“How much longer are valuable lives to be sacrificed in the vain endeavour to impose upon the Arab population an elaborate and expensive administration they do not want?”
— Editorial on the Occupation of Iraq in The Times of London
You may well recall the sequence of events, but a brief survey of the events in the first year of the occupation Iraq is proper here:
The initial invasion of the Occupation forces seemed to be remarkably successful. By May, the major cities of Basra in the South and Baghdad in the center had been secured. Though there had been civil disorder and rioting, it seemed that these matters had been brought under control by late Spring. The occupation forces had suffered relatively light casualties during the invasion, which gave rise to expectations of a quick resolution to the military aspects of the invasion. Indeed, the government claimed – prematurely, as became obvious later – that the goals of the operation had been successfully achieved and that the mission had been completely accomplished.
Things in the Middle East are not always as they first seem, of course. By June the insurgency had started in earnest. It apparently started in late May when British troops arrested a Sheik in the small town of Tel Afar. Locals hurled rocks and bricks at the British soldiers, and a full scale riot ensued. The losses for the British were shocking: though it had seemed all was under control, they day proved as deadly or deadlier than during the hot days of the actual invasion. Two officers and fourteen troops were killed by the mob violence.
British newspapers made great note of this debacle. Even papers which had supported the occupation previously publically questioned the government’s assessment of the situation and expected stability of the region. In the United States, though, few papers made much mention of this clash (it did not, after all, involve American troops.) Still, most of the press supported the occupation, and expected calm and order to be quickly restored. But it was not to be.
To impose quiet upon the region, the town of Tel Afar was ordered cleared of its inhabitants. Far from quelling the insurrection, this heavy-handed approach only fanned the flames of resistance to the occupation. Nearby Mosul developed into a focal point of the insurgency. Improvised explosive devices were used to blow up an armored transport and the bodies of the soldiers aboard were dragged disgracefully through the streets to the cheers of the locals and the horror of the media which covered the situation.
By July, religious leaders of a Mohammedan faction in Karbala had issued a fatwa declaring a Jihad against the occupation, calling for support from Mohammedans around the world. Soon, the insurgency had spread across the whole region. Since there really were not enough troops on the ground to properly control the situation, the Air Force was called in to help drive back the insurgents. Thus came the shocking spectacle of the occupying forces who had come ostensibly to bring order and peace dropping bombs upon the very towns and cities they had liberated.
The media began to lose its enthusiasm for the occupation as the fighting – supposedly finished in the Spring – dragged on. On October 15, a major battle took place in and around Mosul; some 2,000 troops became casualties in one week alone (about 400 killed and 1,600 wounded, some gravely.) Order had been restored for the moment, but it had become stunningly clear that the situation was not stable and that the occupation was violently unpopular with the populace. Though Sunni and Shi’ite had been traditional foes, all the population seemed united against the Western forces’ armed presence in their land.

[Stored data entries]
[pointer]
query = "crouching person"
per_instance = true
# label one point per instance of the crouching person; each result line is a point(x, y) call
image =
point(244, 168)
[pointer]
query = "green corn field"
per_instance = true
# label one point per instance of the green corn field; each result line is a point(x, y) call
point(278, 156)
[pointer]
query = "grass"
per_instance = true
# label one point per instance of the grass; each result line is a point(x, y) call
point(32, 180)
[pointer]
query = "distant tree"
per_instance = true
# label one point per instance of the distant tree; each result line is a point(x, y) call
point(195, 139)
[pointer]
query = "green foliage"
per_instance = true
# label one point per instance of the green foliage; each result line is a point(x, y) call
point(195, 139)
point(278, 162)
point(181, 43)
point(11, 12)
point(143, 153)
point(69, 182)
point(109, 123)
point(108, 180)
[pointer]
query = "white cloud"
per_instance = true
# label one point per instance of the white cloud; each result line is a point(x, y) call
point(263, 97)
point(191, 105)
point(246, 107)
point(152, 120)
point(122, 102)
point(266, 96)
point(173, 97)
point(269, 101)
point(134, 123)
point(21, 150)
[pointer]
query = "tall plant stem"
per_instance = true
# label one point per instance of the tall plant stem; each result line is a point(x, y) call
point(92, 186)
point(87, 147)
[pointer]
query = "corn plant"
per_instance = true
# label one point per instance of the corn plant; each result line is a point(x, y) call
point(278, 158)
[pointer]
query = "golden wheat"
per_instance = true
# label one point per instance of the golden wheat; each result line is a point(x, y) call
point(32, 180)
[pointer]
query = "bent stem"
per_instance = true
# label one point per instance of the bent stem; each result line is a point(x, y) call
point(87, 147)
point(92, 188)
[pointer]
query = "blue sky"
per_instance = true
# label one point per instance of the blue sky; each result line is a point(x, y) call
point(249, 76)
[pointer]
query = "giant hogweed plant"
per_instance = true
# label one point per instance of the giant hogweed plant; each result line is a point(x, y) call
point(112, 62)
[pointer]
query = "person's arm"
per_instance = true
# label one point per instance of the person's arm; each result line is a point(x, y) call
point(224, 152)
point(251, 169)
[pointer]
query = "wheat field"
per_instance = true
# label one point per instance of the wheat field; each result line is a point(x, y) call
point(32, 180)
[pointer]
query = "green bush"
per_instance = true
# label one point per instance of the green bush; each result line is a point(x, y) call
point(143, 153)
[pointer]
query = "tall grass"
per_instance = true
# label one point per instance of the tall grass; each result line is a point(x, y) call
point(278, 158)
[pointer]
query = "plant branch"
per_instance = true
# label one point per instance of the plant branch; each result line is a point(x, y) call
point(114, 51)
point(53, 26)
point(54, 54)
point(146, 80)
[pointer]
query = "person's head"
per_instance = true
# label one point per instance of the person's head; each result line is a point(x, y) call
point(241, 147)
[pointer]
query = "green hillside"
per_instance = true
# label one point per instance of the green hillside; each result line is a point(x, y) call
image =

TASK TO CARRY OUT —
Copy out the stretch of the passage on the occupation of Iraq from "To impose quiet" through "covered the situation.". The records are separate material, apart from the passage.

WRITTEN ANSWER —
To impose quiet upon the region, the town of Tel Afar was ordered cleared of its inhabitants. Far from quelling the insurrection, this heavy-handed approach only fanned the flames of resistance to the occupation. Nearby Mosul developed into a focal point of the insurgency. Improvised explosive devices were used to blow up an armored transport and the bodies of the soldiers aboard were dragged disgracefully through the streets to the cheers of the locals and the horror of the media which covered the situation.